_Document passage_.
Chechen warlord (1961–2008)

Ruslan (Khalid or Halid) Bekmirzayevich Yamadayev (Руслан (Халид) Бекмирзаевич Ямадаев) (10 December 1961 – 24 September 2008) was a Chechen military leader and politician. A member of the high-profile Yamadayev family, he was assassinated in Moscow in 2008. He was one of Kremlin's most loyal allies.

==Biography==
Ruslan Yamadayev belonged to the Gudermes-based Chechen Benoi teip. Along with his brothers Sulim Yamadayev and Dzhabrail Yamadayev, he fought against the Russian forces during the First Chechen War before turning to Russia's side in 1999.

For his struggle against the separatists in the Second Chechen War, Yamadayev was promoted to the rank of colonel and granted the title of Hero of the Russian Federation. From 2003 to 2007, he was a deputy to the State Duma from Chechnya. In 2004, he was nominated for the Chechen presidency. He and his brothers ran several businesses, including a car market, a construction company, and a concrete factory, in Chechnya.

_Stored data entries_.

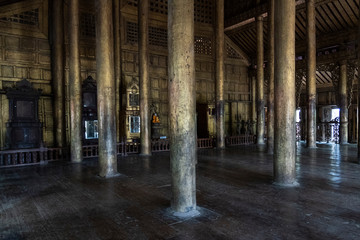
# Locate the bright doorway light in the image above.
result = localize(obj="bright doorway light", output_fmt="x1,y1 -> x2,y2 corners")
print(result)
331,108 -> 340,120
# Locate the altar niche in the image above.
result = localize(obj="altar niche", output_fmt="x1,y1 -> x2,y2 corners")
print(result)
6,79 -> 42,149
82,76 -> 98,145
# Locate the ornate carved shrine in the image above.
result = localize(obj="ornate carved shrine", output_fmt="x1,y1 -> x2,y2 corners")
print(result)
6,79 -> 42,149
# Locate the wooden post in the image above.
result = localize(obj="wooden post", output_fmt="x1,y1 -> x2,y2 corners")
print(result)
168,0 -> 198,216
274,0 -> 297,186
138,0 -> 151,155
69,0 -> 83,163
306,0 -> 316,148
215,0 -> 225,149
95,0 -> 118,178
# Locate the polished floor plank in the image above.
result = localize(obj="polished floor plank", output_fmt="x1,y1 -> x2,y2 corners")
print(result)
0,143 -> 360,240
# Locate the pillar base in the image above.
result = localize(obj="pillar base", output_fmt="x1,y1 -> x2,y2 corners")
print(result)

_Set of tasks_.
**A.** Name every business that the Ruslan Yamadayev passage says he and his brothers ran in Chechnya.
**B.** Reproduce the Ruslan Yamadayev passage word for word, everything from "Ruslan (Khalid or" down to "most loyal allies.".
Nothing in the listing is needed for this work.

_Solutions in order_.
**A.**
- a car market
- a construction company
- a concrete factory

**B.**
Ruslan (Khalid or Halid) Bekmirzayevich Yamadayev (Руслан (Халид) Бекмирзаевич Ямадаев) (10 December 1961 – 24 September 2008) was a Chechen military leader and politician. A member of the high-profile Yamadayev family, he was assassinated in Moscow in 2008. He was one of Kremlin's most loyal allies.